> [TASK]
Return the lines below verbatim, beginning with the first one and stopping after the line that contains "Please outline every instance of the bush.". Leave the pictures out of your reply.

> [GIVEN DATA]
____

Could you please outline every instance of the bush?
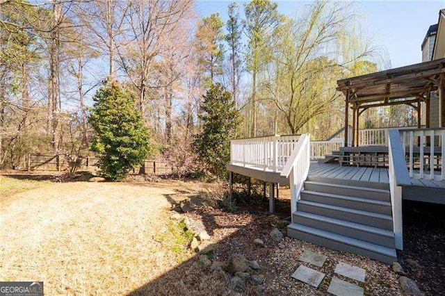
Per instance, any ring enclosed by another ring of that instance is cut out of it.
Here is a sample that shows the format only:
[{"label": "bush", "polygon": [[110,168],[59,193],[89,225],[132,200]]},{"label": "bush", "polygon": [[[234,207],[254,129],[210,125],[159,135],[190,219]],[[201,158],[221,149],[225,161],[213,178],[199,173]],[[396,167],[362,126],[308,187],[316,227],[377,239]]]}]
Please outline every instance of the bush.
[{"label": "bush", "polygon": [[149,151],[148,130],[131,92],[113,82],[93,97],[89,122],[96,132],[91,150],[99,155],[100,174],[122,180],[140,165]]},{"label": "bush", "polygon": [[230,92],[220,84],[211,86],[201,106],[202,132],[195,140],[200,160],[218,178],[225,179],[225,165],[230,160],[230,140],[235,138],[241,123]]}]

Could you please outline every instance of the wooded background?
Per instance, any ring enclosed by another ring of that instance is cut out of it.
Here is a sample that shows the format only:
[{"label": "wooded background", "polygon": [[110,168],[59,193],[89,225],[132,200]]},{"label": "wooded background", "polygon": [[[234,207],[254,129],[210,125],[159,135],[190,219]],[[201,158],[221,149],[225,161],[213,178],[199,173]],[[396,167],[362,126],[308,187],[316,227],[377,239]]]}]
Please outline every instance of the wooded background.
[{"label": "wooded background", "polygon": [[[387,68],[387,55],[353,4],[315,1],[292,17],[277,6],[252,0],[200,17],[192,0],[0,0],[0,167],[35,153],[91,156],[88,106],[111,81],[137,96],[149,157],[184,171],[197,166],[212,83],[236,102],[238,138],[327,138],[344,120],[336,81]],[[362,127],[414,125],[413,112],[369,109]]]}]

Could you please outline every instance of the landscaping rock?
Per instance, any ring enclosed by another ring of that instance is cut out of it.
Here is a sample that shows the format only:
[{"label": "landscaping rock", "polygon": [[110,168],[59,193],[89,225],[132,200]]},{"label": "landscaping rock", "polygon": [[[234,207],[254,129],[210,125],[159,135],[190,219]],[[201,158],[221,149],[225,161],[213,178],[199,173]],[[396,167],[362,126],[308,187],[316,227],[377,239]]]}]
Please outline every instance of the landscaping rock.
[{"label": "landscaping rock", "polygon": [[248,287],[245,286],[245,283],[241,279],[238,277],[234,277],[230,280],[230,283],[234,287],[234,290],[236,292],[244,293],[248,290]]},{"label": "landscaping rock", "polygon": [[249,261],[243,255],[234,254],[229,257],[227,263],[227,271],[232,274],[239,272],[245,272],[250,270],[249,267]]},{"label": "landscaping rock", "polygon": [[258,247],[264,247],[264,242],[263,241],[263,240],[261,240],[259,238],[256,238],[255,240],[254,240],[253,243]]},{"label": "landscaping rock", "polygon": [[190,205],[189,201],[183,201],[181,202],[181,211],[184,213],[191,212],[193,211],[191,206]]},{"label": "landscaping rock", "polygon": [[179,213],[172,215],[171,216],[170,216],[170,218],[172,220],[178,220],[178,221],[180,221],[184,219],[182,215],[181,215],[181,214],[179,214]]},{"label": "landscaping rock", "polygon": [[190,244],[190,248],[193,250],[196,249],[199,245],[200,242],[197,241],[196,238],[193,238],[193,239],[192,240],[192,242]]},{"label": "landscaping rock", "polygon": [[253,270],[259,270],[261,268],[259,264],[258,264],[258,262],[255,261],[254,260],[249,262],[249,266],[251,267]]},{"label": "landscaping rock", "polygon": [[209,266],[211,264],[211,261],[210,261],[210,259],[209,259],[209,258],[207,258],[207,256],[205,255],[200,255],[199,261],[204,266]]},{"label": "landscaping rock", "polygon": [[280,242],[283,240],[283,233],[282,233],[278,229],[275,228],[272,231],[270,231],[270,238],[275,242]]},{"label": "landscaping rock", "polygon": [[201,231],[198,236],[200,240],[209,240],[210,236],[207,233],[207,231]]},{"label": "landscaping rock", "polygon": [[248,279],[250,277],[250,274],[249,272],[235,272],[235,276],[239,277],[242,279]]},{"label": "landscaping rock", "polygon": [[222,270],[222,263],[218,261],[213,261],[210,265],[210,271],[214,272]]},{"label": "landscaping rock", "polygon": [[227,281],[230,281],[230,275],[228,273],[222,270],[219,270],[218,272],[219,273],[221,278],[225,279]]},{"label": "landscaping rock", "polygon": [[264,282],[264,274],[254,274],[252,276],[252,280],[257,284],[262,285]]},{"label": "landscaping rock", "polygon": [[414,268],[422,268],[422,265],[414,259],[406,259],[405,261]]},{"label": "landscaping rock", "polygon": [[188,217],[184,219],[184,222],[187,227],[187,229],[195,236],[199,236],[200,233],[206,231],[206,227],[201,220]]},{"label": "landscaping rock", "polygon": [[306,249],[298,260],[321,268],[326,261],[326,256]]},{"label": "landscaping rock", "polygon": [[397,274],[403,275],[403,276],[406,275],[406,274],[405,273],[405,271],[403,271],[403,268],[402,268],[402,265],[400,265],[398,263],[398,262],[394,262],[394,263],[392,263],[392,270]]},{"label": "landscaping rock", "polygon": [[202,242],[197,247],[197,252],[200,253],[210,253],[214,252],[218,248],[218,244],[212,244],[211,242]]},{"label": "landscaping rock", "polygon": [[105,182],[105,178],[102,178],[102,176],[93,176],[90,178],[88,182]]},{"label": "landscaping rock", "polygon": [[398,279],[398,282],[403,292],[409,295],[417,296],[424,295],[420,290],[416,282],[411,279],[408,279],[406,277],[400,277]]},{"label": "landscaping rock", "polygon": [[264,292],[264,287],[262,286],[257,286],[255,287],[255,294],[261,294],[263,292]]}]

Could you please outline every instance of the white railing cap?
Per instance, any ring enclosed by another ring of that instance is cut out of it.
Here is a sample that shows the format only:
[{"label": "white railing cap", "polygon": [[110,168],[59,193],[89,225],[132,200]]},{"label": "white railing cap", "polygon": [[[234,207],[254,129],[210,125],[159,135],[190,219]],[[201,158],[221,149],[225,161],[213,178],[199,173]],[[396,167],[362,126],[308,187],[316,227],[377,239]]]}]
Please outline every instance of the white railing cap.
[{"label": "white railing cap", "polygon": [[300,157],[303,151],[302,148],[305,147],[305,145],[309,142],[309,134],[307,133],[303,133],[300,136],[298,142],[297,142],[297,144],[292,151],[292,154],[291,154],[283,170],[281,172],[281,176],[286,178],[289,176],[292,167],[293,167],[295,160]]}]

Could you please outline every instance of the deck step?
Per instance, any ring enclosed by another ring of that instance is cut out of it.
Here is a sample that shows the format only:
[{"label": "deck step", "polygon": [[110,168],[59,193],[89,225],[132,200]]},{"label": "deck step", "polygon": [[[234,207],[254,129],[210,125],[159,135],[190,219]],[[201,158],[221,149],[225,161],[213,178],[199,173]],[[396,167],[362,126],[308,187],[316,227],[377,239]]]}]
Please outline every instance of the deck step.
[{"label": "deck step", "polygon": [[387,230],[393,230],[392,217],[365,211],[325,204],[300,199],[297,202],[297,211],[311,213],[331,218],[343,220]]},{"label": "deck step", "polygon": [[389,230],[373,227],[339,219],[297,211],[293,214],[293,223],[305,225],[353,238],[394,247],[394,233]]},{"label": "deck step", "polygon": [[325,182],[314,182],[312,181],[305,182],[305,189],[311,191],[373,199],[382,202],[390,202],[391,199],[389,190],[383,189],[339,185]]},{"label": "deck step", "polygon": [[390,202],[376,199],[307,190],[301,192],[300,199],[384,215],[391,215],[392,213]]},{"label": "deck step", "polygon": [[365,187],[368,188],[389,190],[389,184],[384,182],[370,182],[357,180],[346,180],[337,178],[326,178],[323,176],[308,176],[306,181],[318,183],[327,183],[330,184],[346,185],[355,187]]},{"label": "deck step", "polygon": [[348,236],[333,233],[305,225],[292,223],[287,228],[288,236],[339,251],[350,252],[391,264],[397,261],[394,248],[386,247]]}]

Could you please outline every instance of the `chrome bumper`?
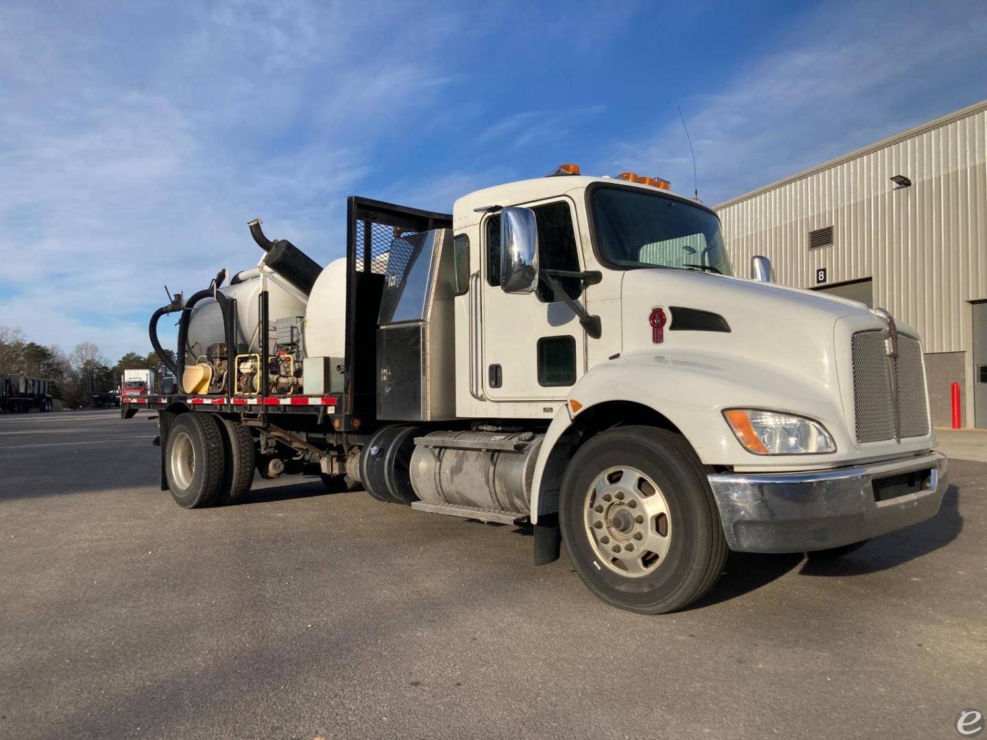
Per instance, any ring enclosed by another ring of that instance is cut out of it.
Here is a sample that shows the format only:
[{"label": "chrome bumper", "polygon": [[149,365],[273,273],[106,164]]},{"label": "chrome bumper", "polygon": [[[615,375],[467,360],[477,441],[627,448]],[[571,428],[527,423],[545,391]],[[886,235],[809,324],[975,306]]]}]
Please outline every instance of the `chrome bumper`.
[{"label": "chrome bumper", "polygon": [[[877,500],[874,481],[925,470],[921,490]],[[893,532],[935,516],[948,485],[938,452],[832,471],[709,478],[726,543],[746,553],[826,550]]]}]

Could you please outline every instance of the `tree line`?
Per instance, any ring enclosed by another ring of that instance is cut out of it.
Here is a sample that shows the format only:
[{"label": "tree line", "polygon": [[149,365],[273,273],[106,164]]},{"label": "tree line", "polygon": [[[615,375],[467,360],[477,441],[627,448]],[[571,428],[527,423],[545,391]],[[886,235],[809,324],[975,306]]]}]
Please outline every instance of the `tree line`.
[{"label": "tree line", "polygon": [[[165,352],[174,360],[171,349]],[[114,391],[124,370],[154,371],[157,382],[165,363],[157,352],[127,352],[115,364],[91,341],[81,341],[70,352],[55,344],[44,346],[28,341],[16,327],[0,326],[0,375],[24,373],[50,380],[51,395],[70,408],[89,406],[94,394]]]}]

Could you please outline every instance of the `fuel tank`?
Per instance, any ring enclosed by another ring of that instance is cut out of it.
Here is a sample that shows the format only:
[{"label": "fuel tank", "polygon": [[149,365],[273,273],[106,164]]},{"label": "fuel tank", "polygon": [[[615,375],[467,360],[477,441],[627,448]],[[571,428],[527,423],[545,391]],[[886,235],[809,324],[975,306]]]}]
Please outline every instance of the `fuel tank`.
[{"label": "fuel tank", "polygon": [[432,432],[412,454],[412,486],[422,501],[526,514],[544,436]]}]

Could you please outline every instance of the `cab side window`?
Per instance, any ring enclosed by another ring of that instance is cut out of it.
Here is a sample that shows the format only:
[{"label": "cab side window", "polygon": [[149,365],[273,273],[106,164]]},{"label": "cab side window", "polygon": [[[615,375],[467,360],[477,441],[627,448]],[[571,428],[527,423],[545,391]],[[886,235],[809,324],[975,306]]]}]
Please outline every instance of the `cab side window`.
[{"label": "cab side window", "polygon": [[[572,228],[572,212],[569,202],[560,200],[534,208],[538,223],[539,266],[545,269],[579,271],[579,257],[575,250],[575,230]],[[578,278],[557,277],[562,289],[573,300],[579,297],[582,286]],[[544,280],[538,285],[538,297],[545,303],[558,299]]]},{"label": "cab side window", "polygon": [[[569,202],[560,200],[555,203],[536,205],[535,221],[538,224],[538,249],[540,266],[548,269],[564,269],[572,272],[579,271],[579,257],[576,254],[575,229],[572,226],[572,212]],[[493,215],[487,219],[487,283],[497,286],[500,284],[500,216]],[[563,290],[572,299],[578,298],[581,283],[577,278],[557,278]],[[553,303],[557,299],[552,289],[540,282],[536,294],[545,303]]]}]

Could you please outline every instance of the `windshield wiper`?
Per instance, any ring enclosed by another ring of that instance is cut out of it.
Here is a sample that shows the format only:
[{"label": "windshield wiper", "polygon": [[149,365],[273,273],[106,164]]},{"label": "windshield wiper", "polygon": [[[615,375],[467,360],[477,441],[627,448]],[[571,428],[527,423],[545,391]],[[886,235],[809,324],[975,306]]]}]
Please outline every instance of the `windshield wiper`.
[{"label": "windshield wiper", "polygon": [[692,262],[682,262],[683,267],[695,267],[696,269],[705,269],[708,272],[716,272],[718,275],[723,274],[719,269],[714,267],[712,264],[693,264]]}]

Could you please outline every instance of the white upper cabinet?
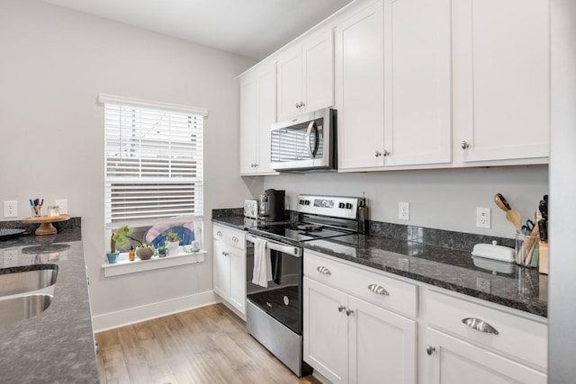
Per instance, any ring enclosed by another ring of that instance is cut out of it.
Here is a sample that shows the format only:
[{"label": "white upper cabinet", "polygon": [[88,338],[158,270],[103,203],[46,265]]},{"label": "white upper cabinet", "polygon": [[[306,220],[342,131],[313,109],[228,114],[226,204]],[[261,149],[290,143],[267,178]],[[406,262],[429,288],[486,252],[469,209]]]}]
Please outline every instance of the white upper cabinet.
[{"label": "white upper cabinet", "polygon": [[452,161],[450,3],[384,3],[385,165]]},{"label": "white upper cabinet", "polygon": [[452,161],[450,12],[384,0],[336,29],[340,169]]},{"label": "white upper cabinet", "polygon": [[454,150],[463,162],[547,161],[549,3],[454,2]]},{"label": "white upper cabinet", "polygon": [[276,121],[276,67],[240,79],[240,174],[270,174],[270,129]]},{"label": "white upper cabinet", "polygon": [[330,30],[278,57],[278,121],[333,104],[334,42]]},{"label": "white upper cabinet", "polygon": [[338,168],[382,165],[384,44],[378,2],[335,31]]}]

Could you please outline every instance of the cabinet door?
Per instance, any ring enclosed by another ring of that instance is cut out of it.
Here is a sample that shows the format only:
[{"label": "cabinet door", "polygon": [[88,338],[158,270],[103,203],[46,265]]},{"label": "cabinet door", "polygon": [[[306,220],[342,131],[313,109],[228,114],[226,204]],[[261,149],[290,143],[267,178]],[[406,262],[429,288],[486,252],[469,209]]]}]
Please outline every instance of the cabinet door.
[{"label": "cabinet door", "polygon": [[452,161],[450,0],[384,1],[386,165]]},{"label": "cabinet door", "polygon": [[269,174],[270,169],[270,129],[276,121],[276,64],[270,66],[258,76],[258,159],[256,172]]},{"label": "cabinet door", "polygon": [[542,372],[441,332],[428,328],[427,342],[435,349],[424,358],[425,383],[546,383]]},{"label": "cabinet door", "polygon": [[304,277],[304,361],[332,383],[348,380],[347,295]]},{"label": "cabinet door", "polygon": [[548,156],[549,0],[454,3],[456,143],[464,162]]},{"label": "cabinet door", "polygon": [[230,292],[230,247],[214,239],[214,292],[228,299]]},{"label": "cabinet door", "polygon": [[415,384],[416,322],[350,296],[351,384]]},{"label": "cabinet door", "polygon": [[231,248],[230,258],[230,303],[246,314],[246,253]]},{"label": "cabinet door", "polygon": [[301,48],[278,58],[278,121],[302,114],[302,72]]},{"label": "cabinet door", "polygon": [[338,168],[383,165],[382,4],[378,2],[335,30]]},{"label": "cabinet door", "polygon": [[240,174],[256,173],[260,129],[256,76],[240,81]]},{"label": "cabinet door", "polygon": [[334,105],[332,30],[302,45],[302,112]]}]

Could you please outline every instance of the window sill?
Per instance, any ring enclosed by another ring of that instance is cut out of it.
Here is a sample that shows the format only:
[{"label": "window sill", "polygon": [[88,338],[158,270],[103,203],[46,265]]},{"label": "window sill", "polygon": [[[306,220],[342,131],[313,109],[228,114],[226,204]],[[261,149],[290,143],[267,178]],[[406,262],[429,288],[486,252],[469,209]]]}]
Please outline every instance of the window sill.
[{"label": "window sill", "polygon": [[154,271],[162,268],[202,263],[204,261],[205,255],[206,251],[204,250],[200,250],[192,254],[189,252],[180,251],[174,256],[154,256],[148,260],[140,260],[137,258],[133,262],[124,259],[119,260],[118,263],[113,264],[105,263],[102,264],[102,269],[104,272],[104,277],[112,277],[121,274],[137,273],[145,271]]}]

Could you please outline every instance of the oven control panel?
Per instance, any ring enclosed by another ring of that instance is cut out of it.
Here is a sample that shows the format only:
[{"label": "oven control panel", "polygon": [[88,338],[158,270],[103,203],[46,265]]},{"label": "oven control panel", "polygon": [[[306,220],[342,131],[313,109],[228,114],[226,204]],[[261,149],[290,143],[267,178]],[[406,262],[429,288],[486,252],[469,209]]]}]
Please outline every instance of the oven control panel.
[{"label": "oven control panel", "polygon": [[315,196],[301,194],[298,196],[298,210],[301,213],[332,216],[342,219],[358,219],[358,197]]}]

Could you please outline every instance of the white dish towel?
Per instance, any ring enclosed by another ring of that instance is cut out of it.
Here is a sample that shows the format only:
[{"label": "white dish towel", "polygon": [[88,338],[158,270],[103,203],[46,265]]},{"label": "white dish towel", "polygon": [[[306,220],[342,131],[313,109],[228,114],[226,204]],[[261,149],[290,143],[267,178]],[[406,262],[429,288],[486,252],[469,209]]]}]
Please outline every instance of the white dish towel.
[{"label": "white dish towel", "polygon": [[254,240],[254,271],[252,282],[265,288],[268,288],[268,281],[272,280],[272,263],[270,262],[270,251],[267,249],[268,242],[263,238]]}]

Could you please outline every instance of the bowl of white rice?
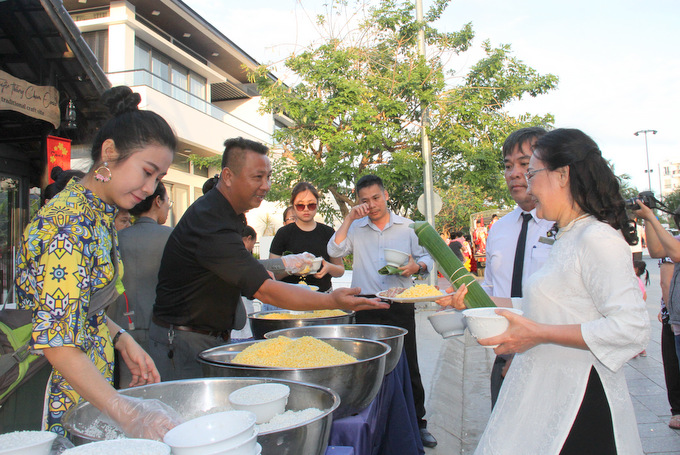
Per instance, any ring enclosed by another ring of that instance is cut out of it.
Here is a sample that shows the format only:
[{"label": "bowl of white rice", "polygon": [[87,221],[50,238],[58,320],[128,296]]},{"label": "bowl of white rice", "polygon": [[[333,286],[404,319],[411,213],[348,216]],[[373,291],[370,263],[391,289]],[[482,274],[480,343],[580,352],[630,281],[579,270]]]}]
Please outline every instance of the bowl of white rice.
[{"label": "bowl of white rice", "polygon": [[57,438],[51,431],[13,431],[0,434],[2,455],[49,455]]},{"label": "bowl of white rice", "polygon": [[[282,337],[281,337],[282,338]],[[296,339],[299,340],[299,339]],[[376,397],[385,377],[387,355],[391,348],[380,341],[354,338],[318,338],[341,354],[356,359],[351,363],[329,366],[277,367],[245,365],[233,362],[241,351],[251,345],[273,340],[245,341],[207,349],[198,355],[207,377],[268,377],[319,384],[340,395],[340,406],[334,413],[336,419],[347,417],[365,409]],[[309,357],[314,357],[309,352]],[[317,357],[322,357],[318,354]],[[266,448],[265,448],[266,451]]]},{"label": "bowl of white rice", "polygon": [[[284,414],[267,424],[256,425],[257,442],[264,453],[277,455],[324,455],[328,447],[333,415],[340,397],[316,384],[265,377],[219,377],[160,382],[120,390],[119,393],[167,404],[185,421],[207,414],[232,410],[229,395],[243,387],[275,382],[290,388]],[[76,445],[104,439],[123,438],[101,412],[83,402],[69,409],[62,423]]]},{"label": "bowl of white rice", "polygon": [[151,439],[112,439],[68,449],[63,455],[170,455],[170,446]]},{"label": "bowl of white rice", "polygon": [[231,392],[229,402],[234,409],[255,414],[256,423],[267,423],[286,411],[289,395],[285,384],[254,384]]}]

____

> [SOLUTION]
Could you please outline every instance of the bush?
Per instance, any ring enclosed by another ring of that instance is cut out of it.
Here is a sample that shows the format only:
[{"label": "bush", "polygon": [[110,168],[59,193],[89,225],[132,200]]},{"label": "bush", "polygon": [[[234,207],[254,129],[210,125],[159,135],[190,219]],[[201,158],[221,149],[225,161],[213,178],[199,173]],[[396,167],[362,126],[308,187],[316,227],[377,239]]]}]
Please outline every instance of the bush.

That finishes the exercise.